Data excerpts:
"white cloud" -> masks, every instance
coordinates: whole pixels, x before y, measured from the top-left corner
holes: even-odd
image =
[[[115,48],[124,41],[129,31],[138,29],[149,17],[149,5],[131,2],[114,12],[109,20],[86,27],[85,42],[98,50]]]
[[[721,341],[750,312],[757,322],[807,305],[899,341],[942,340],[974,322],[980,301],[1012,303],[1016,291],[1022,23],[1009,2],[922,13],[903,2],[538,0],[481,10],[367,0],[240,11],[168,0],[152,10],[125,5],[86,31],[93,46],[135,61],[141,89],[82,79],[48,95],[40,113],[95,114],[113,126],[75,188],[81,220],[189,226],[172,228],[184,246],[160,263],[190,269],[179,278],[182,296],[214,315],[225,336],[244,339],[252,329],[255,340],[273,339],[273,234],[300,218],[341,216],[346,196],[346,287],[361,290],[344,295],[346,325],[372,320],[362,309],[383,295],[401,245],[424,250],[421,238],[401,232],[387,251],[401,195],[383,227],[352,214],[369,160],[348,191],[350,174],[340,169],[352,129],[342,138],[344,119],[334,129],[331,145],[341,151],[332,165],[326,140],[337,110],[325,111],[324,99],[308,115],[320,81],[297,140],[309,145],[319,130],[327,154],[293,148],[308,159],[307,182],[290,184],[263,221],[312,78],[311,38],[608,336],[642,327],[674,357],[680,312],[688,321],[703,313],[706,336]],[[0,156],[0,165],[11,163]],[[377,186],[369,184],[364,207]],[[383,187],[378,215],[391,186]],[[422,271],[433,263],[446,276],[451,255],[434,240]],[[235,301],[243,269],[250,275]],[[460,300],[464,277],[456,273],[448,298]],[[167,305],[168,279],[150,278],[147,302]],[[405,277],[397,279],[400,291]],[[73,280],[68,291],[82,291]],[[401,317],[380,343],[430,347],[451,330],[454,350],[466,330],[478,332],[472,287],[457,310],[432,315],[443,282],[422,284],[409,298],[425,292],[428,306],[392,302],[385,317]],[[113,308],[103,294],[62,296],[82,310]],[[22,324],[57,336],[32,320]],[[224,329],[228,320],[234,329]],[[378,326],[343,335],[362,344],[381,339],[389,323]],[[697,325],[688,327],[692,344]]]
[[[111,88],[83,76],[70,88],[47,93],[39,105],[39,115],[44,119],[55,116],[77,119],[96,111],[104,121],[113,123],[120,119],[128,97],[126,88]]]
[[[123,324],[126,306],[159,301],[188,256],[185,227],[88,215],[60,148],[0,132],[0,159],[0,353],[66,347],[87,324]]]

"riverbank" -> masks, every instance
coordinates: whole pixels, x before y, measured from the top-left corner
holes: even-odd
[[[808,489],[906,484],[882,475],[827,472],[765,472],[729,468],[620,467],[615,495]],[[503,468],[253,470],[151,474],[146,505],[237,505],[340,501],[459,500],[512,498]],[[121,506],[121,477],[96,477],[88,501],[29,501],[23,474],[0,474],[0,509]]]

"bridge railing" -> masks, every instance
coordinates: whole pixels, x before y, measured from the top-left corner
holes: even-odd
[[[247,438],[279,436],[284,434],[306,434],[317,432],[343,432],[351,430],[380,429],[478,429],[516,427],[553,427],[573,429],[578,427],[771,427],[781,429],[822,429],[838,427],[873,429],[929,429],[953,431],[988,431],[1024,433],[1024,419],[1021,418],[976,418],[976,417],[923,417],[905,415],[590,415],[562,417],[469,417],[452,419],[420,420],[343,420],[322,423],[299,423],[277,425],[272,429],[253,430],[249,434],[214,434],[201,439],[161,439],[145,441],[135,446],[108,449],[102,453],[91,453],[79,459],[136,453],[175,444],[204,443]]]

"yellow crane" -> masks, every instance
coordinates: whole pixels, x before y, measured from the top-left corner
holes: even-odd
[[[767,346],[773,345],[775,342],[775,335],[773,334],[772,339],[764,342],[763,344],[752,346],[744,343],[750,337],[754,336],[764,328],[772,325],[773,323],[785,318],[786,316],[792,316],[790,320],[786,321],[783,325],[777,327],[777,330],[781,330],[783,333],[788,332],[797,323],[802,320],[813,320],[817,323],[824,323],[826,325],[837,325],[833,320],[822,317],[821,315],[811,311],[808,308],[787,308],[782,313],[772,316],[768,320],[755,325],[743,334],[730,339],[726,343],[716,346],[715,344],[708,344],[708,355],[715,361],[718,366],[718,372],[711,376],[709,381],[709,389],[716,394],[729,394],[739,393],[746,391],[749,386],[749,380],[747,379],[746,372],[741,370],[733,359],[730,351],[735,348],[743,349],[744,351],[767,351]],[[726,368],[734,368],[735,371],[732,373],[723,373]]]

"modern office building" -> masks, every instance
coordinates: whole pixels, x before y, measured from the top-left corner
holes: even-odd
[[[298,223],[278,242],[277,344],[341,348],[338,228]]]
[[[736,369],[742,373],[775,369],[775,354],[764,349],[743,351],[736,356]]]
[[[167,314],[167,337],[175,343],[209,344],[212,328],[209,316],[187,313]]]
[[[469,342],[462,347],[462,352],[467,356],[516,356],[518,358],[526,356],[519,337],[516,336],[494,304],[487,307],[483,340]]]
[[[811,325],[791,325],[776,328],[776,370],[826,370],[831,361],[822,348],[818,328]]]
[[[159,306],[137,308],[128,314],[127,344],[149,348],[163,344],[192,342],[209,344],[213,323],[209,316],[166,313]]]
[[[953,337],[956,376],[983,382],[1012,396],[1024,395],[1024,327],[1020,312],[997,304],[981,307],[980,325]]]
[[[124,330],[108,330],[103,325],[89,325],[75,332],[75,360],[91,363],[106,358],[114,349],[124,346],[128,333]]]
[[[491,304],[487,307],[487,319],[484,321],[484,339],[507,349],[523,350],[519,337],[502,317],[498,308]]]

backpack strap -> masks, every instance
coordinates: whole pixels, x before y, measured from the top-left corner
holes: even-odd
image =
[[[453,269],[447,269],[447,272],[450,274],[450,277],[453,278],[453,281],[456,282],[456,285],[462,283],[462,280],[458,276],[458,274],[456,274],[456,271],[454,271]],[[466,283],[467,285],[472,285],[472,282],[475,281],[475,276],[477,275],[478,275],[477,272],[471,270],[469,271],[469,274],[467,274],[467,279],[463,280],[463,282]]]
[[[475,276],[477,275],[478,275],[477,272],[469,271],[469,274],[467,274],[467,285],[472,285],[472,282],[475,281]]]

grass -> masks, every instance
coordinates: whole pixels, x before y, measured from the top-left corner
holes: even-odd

▶ [Your instructions] Every one of the records is to be copied word for word.

▶ [Exercise response]
"white cloud" -> masks, every instance
coordinates: whole pixels, x before y, measured from the top-left corner
holes: even-odd
image =
[[[115,48],[124,41],[129,31],[138,29],[149,17],[149,5],[131,2],[114,12],[109,20],[86,27],[85,42],[98,50]]]
[[[721,341],[750,312],[757,322],[807,305],[899,341],[942,340],[974,322],[980,301],[1012,303],[1016,291],[1022,23],[1009,2],[922,13],[903,2],[538,0],[481,10],[367,0],[240,11],[168,0],[152,10],[125,5],[86,31],[93,46],[135,61],[141,89],[82,79],[48,95],[40,113],[95,114],[113,126],[75,188],[81,220],[189,226],[172,228],[184,246],[160,263],[190,269],[179,278],[182,296],[214,315],[225,336],[244,339],[252,329],[255,340],[273,339],[273,234],[300,218],[341,216],[346,196],[346,287],[361,290],[344,295],[346,325],[372,320],[362,309],[383,295],[401,245],[424,250],[421,238],[401,232],[387,251],[401,195],[383,227],[352,214],[369,160],[348,191],[350,174],[340,169],[352,129],[342,138],[344,119],[334,129],[331,145],[341,151],[332,165],[326,140],[337,110],[325,111],[324,99],[308,115],[320,81],[297,140],[309,145],[319,130],[327,154],[293,148],[308,159],[307,182],[290,184],[263,221],[312,78],[311,38],[608,336],[642,327],[674,357],[680,312],[688,321],[703,313],[706,336]],[[0,156],[0,165],[11,163]],[[377,186],[369,184],[364,207]],[[383,187],[378,215],[391,186]],[[422,271],[433,263],[446,276],[451,255],[434,240]],[[235,301],[243,269],[250,275]],[[460,300],[464,277],[456,273],[448,298]],[[167,305],[168,279],[150,278],[147,302]],[[405,277],[397,279],[400,291]],[[73,280],[68,291],[82,291]],[[401,317],[380,343],[430,347],[451,330],[454,350],[466,330],[478,332],[472,287],[457,310],[432,315],[443,282],[422,284],[409,298],[425,292],[428,306],[392,302],[385,317]],[[113,308],[103,294],[62,296],[82,310]],[[22,324],[57,336],[32,320]],[[224,329],[228,320],[234,329]],[[378,326],[343,335],[362,344],[381,339],[389,323]],[[697,325],[688,327],[692,344]]]
[[[111,88],[83,76],[70,88],[47,93],[39,105],[39,115],[44,119],[55,116],[77,119],[96,111],[104,121],[113,123],[120,119],[128,97],[126,88]]]
[[[123,324],[126,306],[159,301],[188,256],[185,227],[88,215],[60,148],[0,132],[0,159],[0,353],[66,347],[87,324]]]

"riverbank" -> masks, every instance
coordinates: whole pixels, x before y, measured from the top-left corner
holes: even-odd
[[[808,489],[906,484],[882,475],[827,472],[765,472],[729,468],[620,467],[615,495]],[[503,468],[253,470],[151,474],[146,505],[237,505],[340,501],[459,500],[512,498]],[[121,506],[121,477],[96,477],[88,501],[29,501],[23,474],[0,474],[0,509]]]

"bridge railing" -> masks, every instance
coordinates: whole pixels, x before y, measured from the top-left corner
holes: even-odd
[[[247,438],[279,436],[284,434],[306,434],[317,432],[343,432],[351,430],[380,429],[478,429],[516,427],[553,427],[573,429],[578,427],[771,427],[781,429],[822,429],[838,427],[873,429],[929,429],[953,431],[988,431],[1024,433],[1024,419],[1021,418],[976,418],[976,417],[923,417],[905,415],[590,415],[562,417],[469,417],[452,419],[420,420],[343,420],[322,423],[299,423],[277,425],[272,429],[253,430],[249,434],[214,434],[201,439],[161,439],[145,441],[135,446],[108,449],[102,453],[91,453],[79,459],[136,453],[175,444],[204,443]]]

"yellow crane" -> masks, every instance
coordinates: whole pixels, x before y, measured from the top-left corner
holes: even-odd
[[[767,346],[773,345],[775,342],[775,335],[773,334],[772,339],[764,342],[763,344],[752,346],[744,343],[750,337],[754,336],[764,328],[772,325],[773,323],[785,318],[786,316],[792,316],[790,320],[786,321],[783,325],[777,327],[777,330],[781,330],[783,333],[788,332],[797,323],[802,320],[813,320],[817,323],[824,323],[826,325],[837,325],[833,320],[822,317],[821,315],[811,311],[808,308],[787,308],[782,313],[772,316],[768,320],[755,325],[743,334],[730,339],[726,343],[716,346],[715,344],[708,344],[708,355],[715,361],[718,366],[718,372],[711,376],[709,381],[709,389],[716,394],[729,394],[739,393],[746,391],[749,386],[749,380],[747,379],[746,372],[741,370],[733,359],[730,351],[735,348],[743,349],[744,351],[767,351]],[[726,368],[734,368],[735,371],[732,373],[723,373]]]

"modern office building" -> masks, every instance
coordinates: whole pixels, x before y, measured from the top-left corner
holes: even-odd
[[[298,223],[278,242],[277,344],[341,348],[338,228]]]
[[[736,369],[742,373],[775,369],[775,354],[764,349],[743,351],[736,356]]]
[[[167,314],[167,337],[175,343],[209,344],[212,328],[209,316],[187,313]]]
[[[469,342],[462,347],[462,352],[467,356],[516,356],[518,358],[526,356],[519,337],[516,336],[494,304],[487,307],[483,340]]]
[[[811,325],[791,325],[776,328],[776,370],[826,370],[831,361],[822,348],[818,328]]]
[[[159,306],[137,308],[128,314],[127,344],[149,348],[163,344],[192,342],[209,344],[213,323],[209,316],[166,313]]]
[[[953,337],[956,376],[983,382],[1012,396],[1024,395],[1024,327],[1020,312],[997,304],[981,307],[980,325]]]
[[[124,330],[108,330],[103,325],[89,325],[75,332],[75,360],[91,363],[106,358],[114,349],[124,346],[128,333]]]
[[[491,304],[487,307],[487,319],[484,321],[484,339],[507,349],[523,350],[519,337],[502,317],[498,308]]]

backpack strap -> masks, every instance
coordinates: whole pixels, x before y, measured from the top-left corner
holes: even-odd
image =
[[[453,269],[447,269],[447,272],[450,274],[450,277],[453,278],[453,281],[456,282],[456,285],[462,283],[462,280],[458,276],[458,274],[456,274],[456,271],[454,271]],[[466,283],[467,285],[472,285],[472,282],[475,281],[475,276],[477,275],[478,275],[477,272],[471,270],[469,271],[469,274],[467,274],[467,279],[463,280],[463,282]]]
[[[475,276],[477,275],[478,275],[477,272],[469,271],[469,274],[467,274],[467,285],[472,285],[472,282],[475,281]]]

grass -> masks, every instance
coordinates: whole pixels, x before y, measured from the top-left corner
holes: even-odd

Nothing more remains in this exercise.